■ Given exercise
Repeat each entry as written and leave the images out of the copy.

■ Dataset records
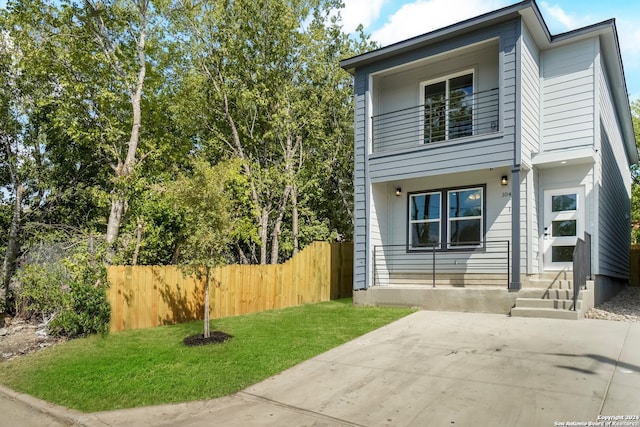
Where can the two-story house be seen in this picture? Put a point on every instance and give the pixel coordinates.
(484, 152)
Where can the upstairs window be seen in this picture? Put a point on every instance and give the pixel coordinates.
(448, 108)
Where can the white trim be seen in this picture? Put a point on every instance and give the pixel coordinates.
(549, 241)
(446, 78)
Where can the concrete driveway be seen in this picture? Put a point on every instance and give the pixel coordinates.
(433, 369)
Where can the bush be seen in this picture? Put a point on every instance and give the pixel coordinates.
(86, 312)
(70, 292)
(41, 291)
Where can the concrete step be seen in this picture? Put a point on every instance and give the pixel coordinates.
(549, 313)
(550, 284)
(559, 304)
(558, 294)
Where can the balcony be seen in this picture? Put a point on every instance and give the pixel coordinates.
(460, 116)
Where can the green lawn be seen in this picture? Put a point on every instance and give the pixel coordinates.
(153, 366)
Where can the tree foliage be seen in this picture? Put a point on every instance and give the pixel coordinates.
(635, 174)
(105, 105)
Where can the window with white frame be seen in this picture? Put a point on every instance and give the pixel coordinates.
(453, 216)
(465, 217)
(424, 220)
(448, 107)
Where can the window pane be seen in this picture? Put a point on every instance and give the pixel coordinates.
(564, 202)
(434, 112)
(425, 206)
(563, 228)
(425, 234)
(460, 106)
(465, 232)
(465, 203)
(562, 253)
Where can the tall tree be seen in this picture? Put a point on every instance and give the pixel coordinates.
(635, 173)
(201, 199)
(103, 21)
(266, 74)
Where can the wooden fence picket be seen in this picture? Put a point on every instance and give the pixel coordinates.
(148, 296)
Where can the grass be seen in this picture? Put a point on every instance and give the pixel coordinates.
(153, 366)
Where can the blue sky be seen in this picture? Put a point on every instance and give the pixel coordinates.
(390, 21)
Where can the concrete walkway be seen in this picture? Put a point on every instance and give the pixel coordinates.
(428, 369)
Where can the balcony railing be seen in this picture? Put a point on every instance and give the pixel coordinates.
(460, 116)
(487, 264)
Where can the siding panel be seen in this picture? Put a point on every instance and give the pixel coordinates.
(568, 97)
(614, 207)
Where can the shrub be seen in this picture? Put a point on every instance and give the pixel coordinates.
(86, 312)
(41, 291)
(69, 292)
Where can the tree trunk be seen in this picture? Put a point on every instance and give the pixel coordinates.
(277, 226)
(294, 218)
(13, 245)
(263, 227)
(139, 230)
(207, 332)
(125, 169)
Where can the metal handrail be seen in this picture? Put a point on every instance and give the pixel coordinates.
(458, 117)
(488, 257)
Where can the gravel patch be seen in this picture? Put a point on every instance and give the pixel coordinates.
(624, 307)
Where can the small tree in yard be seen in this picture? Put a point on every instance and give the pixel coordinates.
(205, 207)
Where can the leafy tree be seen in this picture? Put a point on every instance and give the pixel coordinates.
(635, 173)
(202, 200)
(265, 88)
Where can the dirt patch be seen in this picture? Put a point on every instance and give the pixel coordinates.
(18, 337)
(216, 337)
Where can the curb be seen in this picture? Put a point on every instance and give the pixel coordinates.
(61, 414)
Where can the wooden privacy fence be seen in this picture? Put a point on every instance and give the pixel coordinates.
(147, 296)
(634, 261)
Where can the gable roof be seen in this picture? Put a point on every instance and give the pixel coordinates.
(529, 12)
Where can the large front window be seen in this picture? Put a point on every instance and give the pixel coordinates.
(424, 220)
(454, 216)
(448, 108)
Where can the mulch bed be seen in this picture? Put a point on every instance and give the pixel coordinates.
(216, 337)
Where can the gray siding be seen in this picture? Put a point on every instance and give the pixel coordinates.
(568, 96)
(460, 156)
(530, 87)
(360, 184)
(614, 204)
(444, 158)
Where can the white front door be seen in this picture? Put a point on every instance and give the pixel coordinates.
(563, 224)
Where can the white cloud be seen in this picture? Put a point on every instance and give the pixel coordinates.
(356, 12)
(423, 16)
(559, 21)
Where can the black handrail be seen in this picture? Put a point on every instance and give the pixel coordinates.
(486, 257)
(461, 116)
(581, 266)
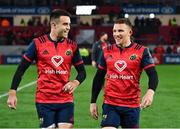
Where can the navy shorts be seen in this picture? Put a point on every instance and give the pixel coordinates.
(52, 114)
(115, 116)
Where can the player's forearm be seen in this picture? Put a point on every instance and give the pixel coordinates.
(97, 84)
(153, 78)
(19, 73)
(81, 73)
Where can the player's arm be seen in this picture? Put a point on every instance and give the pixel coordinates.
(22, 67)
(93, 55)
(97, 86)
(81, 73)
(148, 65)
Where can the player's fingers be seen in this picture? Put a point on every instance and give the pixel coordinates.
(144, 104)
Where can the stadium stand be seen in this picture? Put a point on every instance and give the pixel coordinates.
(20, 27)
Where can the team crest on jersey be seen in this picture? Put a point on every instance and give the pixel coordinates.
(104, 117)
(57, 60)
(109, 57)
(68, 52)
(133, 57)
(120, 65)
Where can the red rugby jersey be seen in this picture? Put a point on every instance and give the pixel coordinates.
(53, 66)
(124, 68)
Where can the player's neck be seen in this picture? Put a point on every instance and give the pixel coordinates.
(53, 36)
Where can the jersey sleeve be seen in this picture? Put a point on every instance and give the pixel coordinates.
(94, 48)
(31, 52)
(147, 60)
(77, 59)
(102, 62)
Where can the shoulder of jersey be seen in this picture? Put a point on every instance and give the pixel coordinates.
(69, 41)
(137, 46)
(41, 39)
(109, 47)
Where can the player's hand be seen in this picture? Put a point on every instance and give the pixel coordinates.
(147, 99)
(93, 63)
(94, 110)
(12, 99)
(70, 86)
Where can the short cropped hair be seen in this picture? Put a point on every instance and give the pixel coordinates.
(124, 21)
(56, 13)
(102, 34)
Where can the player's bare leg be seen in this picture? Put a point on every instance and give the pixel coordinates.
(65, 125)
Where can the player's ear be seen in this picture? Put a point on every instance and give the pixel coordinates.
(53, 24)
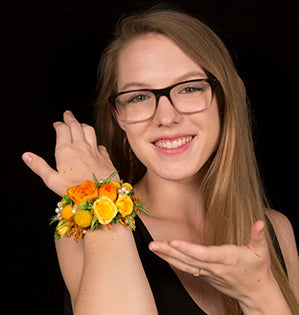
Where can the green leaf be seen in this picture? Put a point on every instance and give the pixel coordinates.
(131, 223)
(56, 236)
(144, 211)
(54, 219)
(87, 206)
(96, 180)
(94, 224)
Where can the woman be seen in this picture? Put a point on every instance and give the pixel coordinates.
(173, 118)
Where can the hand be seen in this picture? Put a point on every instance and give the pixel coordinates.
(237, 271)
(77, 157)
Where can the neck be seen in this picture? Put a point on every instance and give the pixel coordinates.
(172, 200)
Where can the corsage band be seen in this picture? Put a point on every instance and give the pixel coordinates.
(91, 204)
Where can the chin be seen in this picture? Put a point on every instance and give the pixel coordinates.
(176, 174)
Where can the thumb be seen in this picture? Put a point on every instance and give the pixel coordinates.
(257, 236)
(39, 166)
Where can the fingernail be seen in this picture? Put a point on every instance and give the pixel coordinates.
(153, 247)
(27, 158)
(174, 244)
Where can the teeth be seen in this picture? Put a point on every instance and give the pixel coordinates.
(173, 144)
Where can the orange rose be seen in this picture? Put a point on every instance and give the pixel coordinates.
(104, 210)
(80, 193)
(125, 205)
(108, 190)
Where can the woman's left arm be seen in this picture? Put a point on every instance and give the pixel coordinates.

■ Result of the task
Where can the two-story house be seen in this picture? Put a point on every instance and give the pixel coordinates.
(484, 152)
Where can the upstairs window be seen in this picture? Put a point on every instance and give the pixel coordinates.
(448, 108)
Where can the white trim be seen in this picture? Put a point on every instance and give the pixel coordinates.
(549, 241)
(446, 78)
Where can the concrete driveway be seen in this picture? Put a point on every instance and give the pixel coordinates.
(433, 369)
Where can the bush be seen in this picture? Put a point on every instance and give the pixel coordinates.
(86, 312)
(70, 292)
(41, 291)
Where can the concrete step be seen in this picture? Put a point on every instance and give the pixel coordinates.
(549, 313)
(550, 284)
(559, 304)
(558, 294)
Where can the balcony be seen in this picture? Put a point on every instance and give the pixel coordinates.
(460, 116)
Where can the green lawn be seen in this picture? Put a point on every instance and give the pixel coordinates.
(153, 366)
Where can the tree foliage be seen in this picture? Put a point on every instance and give the pixel coordinates.
(635, 174)
(105, 105)
Where can the window with white frame be seen in this picture? Put a point on every instance and give the pixel coordinates.
(453, 216)
(465, 217)
(424, 220)
(448, 107)
Where can the window pane be seen in this picture? Put a point on every instance and give the pixel coordinates.
(564, 202)
(434, 112)
(425, 206)
(563, 228)
(425, 234)
(460, 106)
(465, 232)
(465, 203)
(562, 253)
Where can the tall tree be seen in this picture? Put a point on every instance and give the pixel coordinates.
(635, 173)
(201, 199)
(103, 21)
(266, 74)
Where can the wooden fence picket be seen in this picture? Put a point on every instance and give the pixel coordinates.
(148, 296)
Where can the grass be seen in this picture? Put a point on every instance and give the pixel coordinates.
(153, 366)
Where can the blue sky be seen in this picture? Put a point on every instance and give the pixel coordinates.
(390, 21)
Where can the concrete walkway be seen in this picture? Put a point on every instance and give the pixel coordinates.
(428, 369)
Where can the balcony railing be seen in this picture? Put a point on every instance and give the pixel coordinates.
(460, 116)
(487, 264)
Where can the siding panel be seen in this picture? Put a point on every instance and give the pixel coordinates.
(568, 97)
(614, 207)
Where can the shrub be seen in this picture? Put a point on every instance and give the pixel coordinates.
(86, 312)
(41, 291)
(69, 292)
Where can the tree trunk be seen in this picture? Put a point on every instance and give the pixel coordinates.
(277, 226)
(294, 218)
(13, 245)
(263, 227)
(139, 230)
(207, 332)
(125, 169)
Where can the metal handrail be seen in this picture? Put a point on every instance and give the pixel coordinates.
(458, 117)
(488, 257)
Where can the gravel patch be seen in this picture? Put a point on every instance and give the pixel coordinates.
(624, 307)
Where can the small tree in yard be seen in this picture? Put a point on every instance and give the pixel coordinates.
(205, 207)
Where can the leafy tree be seen in this picture? Put a point on every instance and give the pixel coordinates.
(635, 173)
(202, 200)
(265, 88)
Where can the dirt patch be seen in this picture? Put a point on every instance and give the pixel coordinates.
(18, 337)
(216, 337)
Where can the curb be seen in this picture? Put a point on every instance and give the pixel coordinates.
(61, 414)
Where can the wooden privacy fence be seen in this picture? Put a point on every instance and give the pixel coordinates.
(147, 296)
(634, 261)
Where can the gable roof be seen in this picture? Put a point on every instance and give the pixel coordinates.
(529, 12)
Where can the large front window be seen in this picture? Put a point on every instance and give the pixel coordinates.
(424, 220)
(454, 216)
(448, 108)
Where can the mulch bed be seen in this picture? Put a point on every instance and give the pixel coordinates.
(216, 337)
Where can the gray siding be seen in this picture? Put a point on every instance and give the pixel coordinates.
(568, 96)
(460, 156)
(530, 87)
(360, 184)
(614, 204)
(444, 158)
Where can the white front door be seen in this picture? Put a point on every instance and give the pixel coordinates.
(563, 224)
Where can the white cloud be seen in this picture? Put a point on every instance and give the pixel coordinates.
(356, 12)
(423, 16)
(559, 21)
Where can the black handrail be seen in this picture? Put a point on every instance and give the pixel coordinates.
(486, 257)
(461, 116)
(581, 266)
Where can the navy shorts be seen in this picture? Put a point on every instance and give the pixel coordinates.
(52, 114)
(115, 116)
Where can the player's forearm be seen in this picture? Put a point on every instance and give the pixel coordinates.
(97, 84)
(153, 78)
(19, 73)
(81, 73)
Where can the player's arm be seen in this picture? Put a point on every instance and give the pixel coordinates.
(22, 67)
(93, 55)
(97, 86)
(81, 73)
(148, 65)
Where can the player's fingers be seen in this picture? Put a point on every instance and give the pixel coordinates.
(144, 104)
Where can the stadium stand be seen in this picture? Put a point on every instance and give the pixel coordinates.
(20, 27)
Where can the team crest on jersey be seen in this picture? Put a point on every instance and give the pixel coordinates.
(104, 117)
(57, 60)
(109, 57)
(68, 52)
(133, 57)
(120, 65)
Where can the red rugby jersey be seen in this picture? Put a point on every instance and give the pixel coordinates.
(53, 66)
(124, 68)
Where can the player's neck be seen in this picture? Put a point on every instance and give the pixel coordinates.
(53, 36)
Where can the jersey sleeve be seen in this picture? Put a point on every instance and give the pixel coordinates.
(94, 48)
(31, 52)
(147, 60)
(77, 59)
(102, 62)
Where can the shoulder of jersey be seen in this picture? Put a point on every instance and give the pixel coordinates.
(69, 41)
(137, 46)
(41, 39)
(109, 47)
Where can the player's hand be seen in this picture? Put a point on every instance and give the pixel coordinates.
(147, 99)
(93, 63)
(94, 110)
(12, 99)
(70, 86)
Where can the short cropped hair be seen in this picture? Put a point on every instance and give the pixel coordinates.
(124, 21)
(56, 13)
(102, 34)
Where can the player's bare leg be seen in this picture? Put a point on every instance and give the pixel coordinates.
(65, 125)
Where can the player's ear be seen in this picture? Put a point on every instance and give the pixel coordinates.
(53, 24)
Where can the green leaf be seen in this picture? Put a point on every instance and give the pixel coordinates.
(131, 223)
(56, 236)
(144, 211)
(54, 219)
(87, 206)
(96, 180)
(94, 224)
Where can the woman be seen in this picture? Put a point on every instance and give the pixel coordinates.
(173, 118)
Where can the hand be seen in this picture? Put a point on every instance and give the pixel coordinates.
(237, 271)
(77, 157)
Where can the neck be seen in this picture? Put a point on every instance and give the pixel coordinates.
(172, 200)
Where can the corsage band be seen in this picture? Put a point on every instance and give the pixel coordinates.
(91, 204)
Where can the chin be seen in this picture? Put a point on every instance and give the pixel coordinates.
(176, 174)
Where can the thumb be seen in this picture? Put a point on every instance and give the pixel coordinates.
(257, 236)
(39, 166)
Where can the fingernail be seen in this picture? Put a point on every instance and give the pixel coordinates.
(153, 247)
(27, 158)
(174, 244)
Where can the teeth be seen in this picture? Put a point on every instance and give the pixel coordinates.
(173, 144)
Where can the orange rose be seen in this picture? Put a point on every instance and give the pixel coordinates.
(104, 210)
(80, 193)
(125, 205)
(108, 190)
Where can the woman's left arm be seen in this picture? Put a point on every instance and give the pixel coordinates.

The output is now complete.